**Things to do:**
a – In the text about the Canadian band Life, reproduce the passage from "The group's debut" to "by Neil Sheppard.", substituting "backed with" for "bw".
b – List every person the Life band text names as a past member of the group.
c – Carry on the text about the Canadian band Life from its last sentence.

- Origin: Canada
- Genres: Rock
- Years active: 1969–1970
- Label: Polydor Records
- Past members: Barry Albert Jean Pierre Lauzon Michael Ship Marty Simon Danny Zimmerman Lorri Zimmerman

= Life (Canadian band) =

Canadian rock group

Life was a late 1960s to early 1970s Canadian musical group who had success with the top 20 hit, "Hands of the Clock". They also charted with a cover of the Beatles' "Strawberry Fields Forever".

==Background==
Formed from the remnants of the popular mid-1960s Canadian group The Scene, who had a hit in 1967 on the RPM chart, Life was made up of Michael Ship (Keyboards, Vocals), Marty Simon (Drums, Keyboards, Vocals), Danny Zimmerman (Bass,) Jean Pierre Lauzon (Guitar), and Barry Albert (Guitar). Lorri Zimmerman (Vocals) was with the group for a period of time. They recorded several singles and released an album. Their best success was with "Hands of the Clock". They also had some charting success with "Strawberry Fields Forever".

Neil Sheppard was a composer. He had the idea for "Hands of the Clock" which came into being one night while at Montreal's Winston Churchill pub. Recorded by Life and released as their debut single, it did well for them and became a hit, getting to the #19 spot. They got second prize in the Best Beat category for the single.

At some stage Barry Albert who was dissatisfied with the way things were progressing, and having possible issues with a new guitarist, Jean Pierre Lauzon, left to join the group Tapestry.

==Career==
The origins of Life go back to a group called The Scene who were a popular Montreal group. Made up of Michael Ship on keyboards, Truly Noland on guitar, Danny Zimmerman on bass, and Marty Simon on drums, they released a single "Scenes (from Another World)" bw "You're In A Bad Way" on BT Puppy 533. The song got to #14 on the RPM Chart on December 2, 1967. Producer, songwriter Neil Sheppard was looking for a group to record his songs. The group Life which more or less came out of The Scene's leftovers was chosen to record for him.

===1969===
- "Hands of the Clock"
The group's debut single, "Hands of the Clock" bw "Ain't I Told You Before" was released on Polydor 540.009 in 1969. Both sides were written by Neil Sheppard.

**Dataset content:**
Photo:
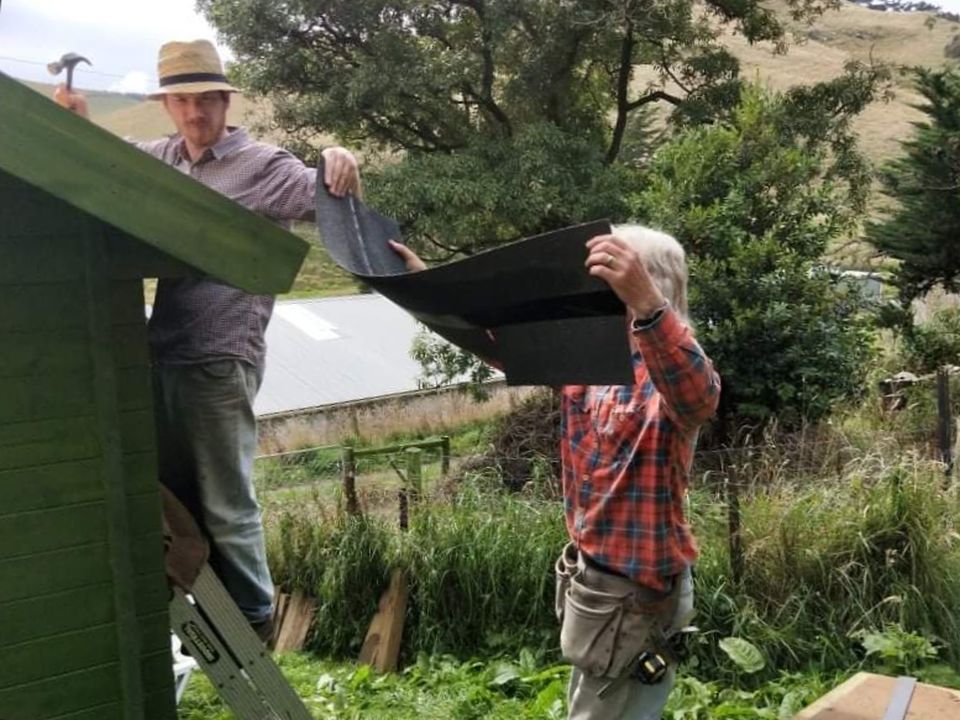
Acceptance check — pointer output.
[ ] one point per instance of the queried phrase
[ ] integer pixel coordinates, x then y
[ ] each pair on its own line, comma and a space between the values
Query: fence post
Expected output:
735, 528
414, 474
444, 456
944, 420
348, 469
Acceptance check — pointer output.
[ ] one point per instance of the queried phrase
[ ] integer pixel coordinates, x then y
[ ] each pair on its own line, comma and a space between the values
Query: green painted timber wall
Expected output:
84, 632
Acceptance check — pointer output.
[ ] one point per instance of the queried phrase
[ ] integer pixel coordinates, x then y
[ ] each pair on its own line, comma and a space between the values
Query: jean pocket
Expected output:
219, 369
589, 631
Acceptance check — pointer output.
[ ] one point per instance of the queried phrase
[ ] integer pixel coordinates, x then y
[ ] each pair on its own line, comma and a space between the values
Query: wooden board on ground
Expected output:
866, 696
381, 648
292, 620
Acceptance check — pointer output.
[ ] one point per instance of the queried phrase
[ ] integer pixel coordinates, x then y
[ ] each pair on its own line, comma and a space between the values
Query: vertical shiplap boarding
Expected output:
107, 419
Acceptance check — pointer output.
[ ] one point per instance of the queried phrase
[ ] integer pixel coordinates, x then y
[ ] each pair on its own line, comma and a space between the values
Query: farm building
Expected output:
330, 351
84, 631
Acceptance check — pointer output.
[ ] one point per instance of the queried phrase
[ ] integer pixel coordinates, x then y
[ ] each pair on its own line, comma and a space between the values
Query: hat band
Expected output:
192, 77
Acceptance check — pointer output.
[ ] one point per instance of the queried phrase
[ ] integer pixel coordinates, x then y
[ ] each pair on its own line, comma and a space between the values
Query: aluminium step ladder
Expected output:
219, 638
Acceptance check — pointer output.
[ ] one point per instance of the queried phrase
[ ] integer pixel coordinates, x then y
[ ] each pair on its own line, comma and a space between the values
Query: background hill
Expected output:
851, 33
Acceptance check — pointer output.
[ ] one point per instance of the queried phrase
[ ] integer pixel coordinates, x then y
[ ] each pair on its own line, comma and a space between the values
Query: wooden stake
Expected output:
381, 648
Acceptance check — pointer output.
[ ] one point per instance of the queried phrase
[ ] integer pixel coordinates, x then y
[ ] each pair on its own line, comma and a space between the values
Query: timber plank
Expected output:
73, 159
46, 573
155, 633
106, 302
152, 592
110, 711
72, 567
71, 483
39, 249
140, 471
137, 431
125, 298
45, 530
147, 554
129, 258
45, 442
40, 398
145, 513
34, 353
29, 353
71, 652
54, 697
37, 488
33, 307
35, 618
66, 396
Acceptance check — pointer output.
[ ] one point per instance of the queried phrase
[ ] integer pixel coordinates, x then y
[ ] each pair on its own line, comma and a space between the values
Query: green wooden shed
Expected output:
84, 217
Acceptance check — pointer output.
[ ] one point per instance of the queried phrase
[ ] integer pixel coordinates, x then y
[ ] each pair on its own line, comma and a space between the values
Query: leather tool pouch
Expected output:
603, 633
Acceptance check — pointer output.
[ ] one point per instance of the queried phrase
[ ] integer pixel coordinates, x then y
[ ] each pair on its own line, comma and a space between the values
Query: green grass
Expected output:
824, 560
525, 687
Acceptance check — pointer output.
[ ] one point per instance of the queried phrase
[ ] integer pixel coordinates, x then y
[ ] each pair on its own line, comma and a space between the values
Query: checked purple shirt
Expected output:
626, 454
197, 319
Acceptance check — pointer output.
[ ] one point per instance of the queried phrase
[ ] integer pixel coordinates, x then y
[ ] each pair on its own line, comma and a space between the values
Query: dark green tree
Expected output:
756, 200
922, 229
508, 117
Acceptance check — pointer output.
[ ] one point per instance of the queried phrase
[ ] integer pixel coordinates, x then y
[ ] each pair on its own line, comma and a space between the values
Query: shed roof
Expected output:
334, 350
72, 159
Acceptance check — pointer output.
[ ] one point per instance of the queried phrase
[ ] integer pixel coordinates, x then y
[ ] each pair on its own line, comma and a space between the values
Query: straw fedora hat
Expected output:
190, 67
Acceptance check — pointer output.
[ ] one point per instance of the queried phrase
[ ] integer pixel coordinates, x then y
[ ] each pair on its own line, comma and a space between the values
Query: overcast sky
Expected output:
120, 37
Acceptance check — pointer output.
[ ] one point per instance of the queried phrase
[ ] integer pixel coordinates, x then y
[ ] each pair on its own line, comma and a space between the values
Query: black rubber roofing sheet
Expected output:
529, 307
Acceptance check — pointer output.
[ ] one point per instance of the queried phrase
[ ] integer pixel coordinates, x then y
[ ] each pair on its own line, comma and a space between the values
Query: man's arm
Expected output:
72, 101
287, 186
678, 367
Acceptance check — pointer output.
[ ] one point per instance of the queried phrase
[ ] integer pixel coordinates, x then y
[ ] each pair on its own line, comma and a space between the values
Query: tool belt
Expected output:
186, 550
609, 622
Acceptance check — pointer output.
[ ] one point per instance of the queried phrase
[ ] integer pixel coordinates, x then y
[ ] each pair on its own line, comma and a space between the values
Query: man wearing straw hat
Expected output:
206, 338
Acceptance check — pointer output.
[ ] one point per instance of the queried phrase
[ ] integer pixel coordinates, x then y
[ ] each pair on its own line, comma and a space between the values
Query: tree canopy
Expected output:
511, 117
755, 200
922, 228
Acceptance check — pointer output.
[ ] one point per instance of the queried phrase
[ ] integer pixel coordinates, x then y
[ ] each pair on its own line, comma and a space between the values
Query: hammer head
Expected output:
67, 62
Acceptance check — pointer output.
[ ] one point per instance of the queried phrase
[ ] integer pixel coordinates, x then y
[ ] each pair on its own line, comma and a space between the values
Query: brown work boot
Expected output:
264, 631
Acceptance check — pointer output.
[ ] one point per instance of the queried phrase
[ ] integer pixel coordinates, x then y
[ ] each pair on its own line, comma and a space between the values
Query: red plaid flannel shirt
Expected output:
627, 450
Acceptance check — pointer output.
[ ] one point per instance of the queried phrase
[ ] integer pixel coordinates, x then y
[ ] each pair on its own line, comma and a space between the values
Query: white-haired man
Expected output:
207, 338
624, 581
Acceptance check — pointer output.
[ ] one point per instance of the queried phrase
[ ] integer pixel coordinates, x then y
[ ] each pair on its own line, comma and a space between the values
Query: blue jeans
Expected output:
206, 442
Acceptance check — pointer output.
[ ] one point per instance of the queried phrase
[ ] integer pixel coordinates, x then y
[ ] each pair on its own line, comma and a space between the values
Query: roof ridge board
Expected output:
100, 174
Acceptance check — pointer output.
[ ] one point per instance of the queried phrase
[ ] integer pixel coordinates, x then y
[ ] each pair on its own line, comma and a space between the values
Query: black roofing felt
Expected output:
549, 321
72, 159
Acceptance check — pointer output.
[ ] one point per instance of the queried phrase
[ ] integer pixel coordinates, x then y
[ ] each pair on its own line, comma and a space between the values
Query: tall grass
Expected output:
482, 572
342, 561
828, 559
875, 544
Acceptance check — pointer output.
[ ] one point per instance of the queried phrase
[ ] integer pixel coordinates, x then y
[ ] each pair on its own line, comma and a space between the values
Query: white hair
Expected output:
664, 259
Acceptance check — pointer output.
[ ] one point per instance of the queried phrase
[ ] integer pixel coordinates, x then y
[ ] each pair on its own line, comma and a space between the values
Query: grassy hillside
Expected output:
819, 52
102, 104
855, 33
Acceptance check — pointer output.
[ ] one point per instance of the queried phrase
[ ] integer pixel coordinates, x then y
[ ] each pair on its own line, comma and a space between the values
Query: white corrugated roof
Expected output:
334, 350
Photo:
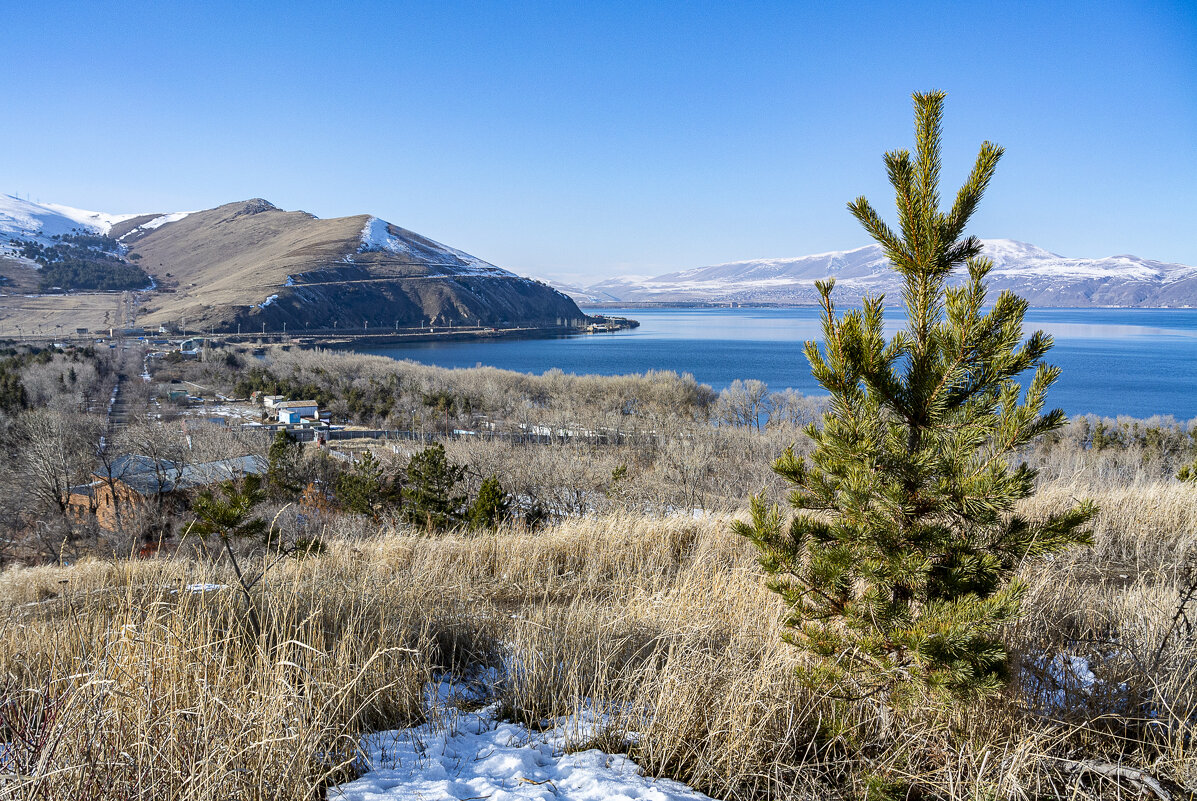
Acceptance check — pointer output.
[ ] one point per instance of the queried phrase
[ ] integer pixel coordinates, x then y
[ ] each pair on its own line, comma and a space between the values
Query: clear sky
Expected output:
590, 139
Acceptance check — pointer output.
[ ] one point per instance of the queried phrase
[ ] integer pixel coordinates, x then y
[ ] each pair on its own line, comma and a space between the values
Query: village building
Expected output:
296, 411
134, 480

**The replies:**
a –
The group's debut single, "Hands of the Clock" backed with "Ain't I Told You Before" was released on Polydor 540.009 in 1969. Both sides were written by Neil Sheppard.

b –
- Barry Albert
- Jean Pierre Lauzon
- Michael Ship
- Marty Simon
- Danny Zimmerman
- Lorri Zimmerman

c –
By May 26, the single was in the Recommended Canadian Content section of RPM Weekly. It was also making progress in Montreal and Ontario. By June 9, it had entered the Canadian Content Chart at #9. It had also entered the RPM100 Chart at #100. The group made the front cover of the RPM Weekly, July 14 issue. Their single was also at its second week at #4 on the RPM Canadian Content Chart, and had moved up from #48 to #43 on the RPM100 Chart.

It was noted by Billboard in the August 2 issue that "Hands of the Clock" by Life, "Laughing" by The Guess Who, and "When I Die" by Motherlode were three Canadian produced singles that were either in the Billboard "Hot Hundred" or "Bubbling Under". Following a strong response to the single in the US, it was noted in September that it would be released in England on Polydor.

The song eventually got to #19 on Canada's RPM chart.
- Further activities
In June, they appeared at the Montreal Forum which hosted the First Montreal Bi-Cultural Pop Festival which was headlined by Steppenwolf. Other acts to appear were Triangle and Robert Charlebois.

Life was booked to appear at the "Freak Out" festival. A 72-hour event that ran on the Labor Day period from August 29 to September 1, held at Rock Hill, 16 miles north of Orangeville. Other acts booked to appear were The Brass Union, Brutus, Lighthouse, Motherlode, The Guess Who, and Buckstone Hardware, among others.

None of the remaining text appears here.